The question they wanted to answer was "Can we get control of an individual to the point where he will do our bidding against his will and even against fundamental laws of nature, such as self-preservation?"
Project Artichoke developed mind control techniques and experimented in inducing amnesia and highly suggestive states in its subjects. The project focused on the use of hypnosis, forced morphine addiction and withdrawal, along with other drugs, chemicals, and techniques.
The operation began in the early 1950s and was officially permitted to become a project in 1953, but their funding was reduced in 1964, then further reduced in 1967, and officially shut down in 1973.
Given the CIA's purposeful destruction of most records, its failure to follow informed consent protocols with thousands of participants, the uncontrolled nature of the experiments, and the lack of follow-up data, the full impact of Project Artichoke experiments, including deaths, will most likely never be known.

→ Directives:
a – How would this sentence from the Project Artichoke passage read in Spanish: "Project Artichoke developed mind control techniques and experimented in inducing amnesia and highly suggestive states in its subjects."?
b – Can you write out, character for character, the lines of the records starting with the one that contains "Category: tree line" and going on through the one that contains "pixel 486 340"?

→ Provided material:
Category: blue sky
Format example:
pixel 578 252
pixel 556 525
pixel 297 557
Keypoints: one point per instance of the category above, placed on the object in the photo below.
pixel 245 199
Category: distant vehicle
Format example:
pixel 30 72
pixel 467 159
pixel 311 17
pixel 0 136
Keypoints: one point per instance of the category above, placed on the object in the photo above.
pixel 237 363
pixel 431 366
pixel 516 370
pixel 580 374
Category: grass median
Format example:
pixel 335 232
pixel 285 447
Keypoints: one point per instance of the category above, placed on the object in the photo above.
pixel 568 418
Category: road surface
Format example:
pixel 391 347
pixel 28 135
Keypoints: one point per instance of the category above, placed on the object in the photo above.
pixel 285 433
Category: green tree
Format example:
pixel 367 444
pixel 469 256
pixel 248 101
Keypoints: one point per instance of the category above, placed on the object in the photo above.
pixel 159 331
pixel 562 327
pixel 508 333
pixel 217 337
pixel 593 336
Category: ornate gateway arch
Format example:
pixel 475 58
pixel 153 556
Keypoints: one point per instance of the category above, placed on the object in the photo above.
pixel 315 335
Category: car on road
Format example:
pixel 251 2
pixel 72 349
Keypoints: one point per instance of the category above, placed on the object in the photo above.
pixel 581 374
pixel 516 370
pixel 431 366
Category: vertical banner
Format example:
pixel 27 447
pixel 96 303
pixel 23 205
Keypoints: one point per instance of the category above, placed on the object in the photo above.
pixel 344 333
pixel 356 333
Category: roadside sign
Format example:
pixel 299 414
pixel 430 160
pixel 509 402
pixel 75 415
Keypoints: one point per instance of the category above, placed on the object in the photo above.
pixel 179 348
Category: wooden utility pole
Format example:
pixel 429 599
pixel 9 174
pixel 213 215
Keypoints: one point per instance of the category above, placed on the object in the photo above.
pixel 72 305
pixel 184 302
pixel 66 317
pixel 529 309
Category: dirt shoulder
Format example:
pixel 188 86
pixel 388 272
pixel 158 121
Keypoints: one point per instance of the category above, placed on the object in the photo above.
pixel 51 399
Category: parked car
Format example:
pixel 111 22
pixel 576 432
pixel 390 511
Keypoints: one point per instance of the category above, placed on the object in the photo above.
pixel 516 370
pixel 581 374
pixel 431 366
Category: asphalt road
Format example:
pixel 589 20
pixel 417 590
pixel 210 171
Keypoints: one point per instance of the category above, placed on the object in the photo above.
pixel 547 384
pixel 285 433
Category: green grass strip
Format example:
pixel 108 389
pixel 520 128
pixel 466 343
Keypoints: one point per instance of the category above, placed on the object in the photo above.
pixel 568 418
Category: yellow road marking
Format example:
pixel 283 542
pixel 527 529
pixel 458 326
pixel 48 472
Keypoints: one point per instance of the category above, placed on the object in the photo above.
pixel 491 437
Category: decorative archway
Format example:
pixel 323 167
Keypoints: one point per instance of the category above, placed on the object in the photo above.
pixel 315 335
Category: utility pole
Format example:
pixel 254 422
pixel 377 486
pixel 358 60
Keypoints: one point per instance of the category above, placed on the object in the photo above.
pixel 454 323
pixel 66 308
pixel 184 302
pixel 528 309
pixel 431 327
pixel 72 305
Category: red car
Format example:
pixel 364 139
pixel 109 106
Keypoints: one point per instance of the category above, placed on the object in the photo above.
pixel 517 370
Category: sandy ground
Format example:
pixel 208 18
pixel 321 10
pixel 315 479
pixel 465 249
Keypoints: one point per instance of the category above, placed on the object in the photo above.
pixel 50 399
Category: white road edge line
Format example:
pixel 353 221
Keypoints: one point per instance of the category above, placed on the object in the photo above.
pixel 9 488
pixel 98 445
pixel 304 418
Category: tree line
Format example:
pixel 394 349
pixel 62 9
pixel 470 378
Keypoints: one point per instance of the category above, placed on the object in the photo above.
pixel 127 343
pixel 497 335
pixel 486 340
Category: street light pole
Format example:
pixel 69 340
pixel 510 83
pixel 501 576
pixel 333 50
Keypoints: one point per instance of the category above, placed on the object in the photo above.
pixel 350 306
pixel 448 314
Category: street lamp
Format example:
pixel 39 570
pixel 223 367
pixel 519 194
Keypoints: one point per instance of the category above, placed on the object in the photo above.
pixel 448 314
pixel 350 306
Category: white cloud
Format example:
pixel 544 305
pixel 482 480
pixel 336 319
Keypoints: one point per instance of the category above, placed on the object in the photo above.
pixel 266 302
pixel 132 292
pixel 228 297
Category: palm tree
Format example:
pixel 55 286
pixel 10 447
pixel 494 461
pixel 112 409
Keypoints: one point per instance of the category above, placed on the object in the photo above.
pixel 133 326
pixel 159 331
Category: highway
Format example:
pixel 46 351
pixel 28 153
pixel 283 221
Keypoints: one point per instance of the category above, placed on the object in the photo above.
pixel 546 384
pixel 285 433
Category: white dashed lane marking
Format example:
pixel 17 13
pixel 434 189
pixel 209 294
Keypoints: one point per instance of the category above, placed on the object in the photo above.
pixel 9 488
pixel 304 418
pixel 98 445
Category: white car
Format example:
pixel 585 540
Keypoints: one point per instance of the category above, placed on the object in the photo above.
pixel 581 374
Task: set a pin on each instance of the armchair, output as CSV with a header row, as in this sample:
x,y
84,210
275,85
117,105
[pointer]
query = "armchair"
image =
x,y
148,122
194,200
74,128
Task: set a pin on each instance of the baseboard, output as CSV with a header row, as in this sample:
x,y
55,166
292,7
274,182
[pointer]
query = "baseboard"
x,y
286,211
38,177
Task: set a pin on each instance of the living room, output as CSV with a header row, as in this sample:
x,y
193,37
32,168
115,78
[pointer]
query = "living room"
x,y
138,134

→ Responses per task:
a – El Proyecto Artichoke desarrolló técnicas de control mental y experimentó con la inducción de amnesia y de estados de alta sugestionabilidad en sus sujetos.

b –
Category: tree line
Format example:
pixel 394 349
pixel 62 9
pixel 470 378
Keypoints: one point per instance of the category above, placed on the object in the photo above.
pixel 127 343
pixel 497 335
pixel 486 340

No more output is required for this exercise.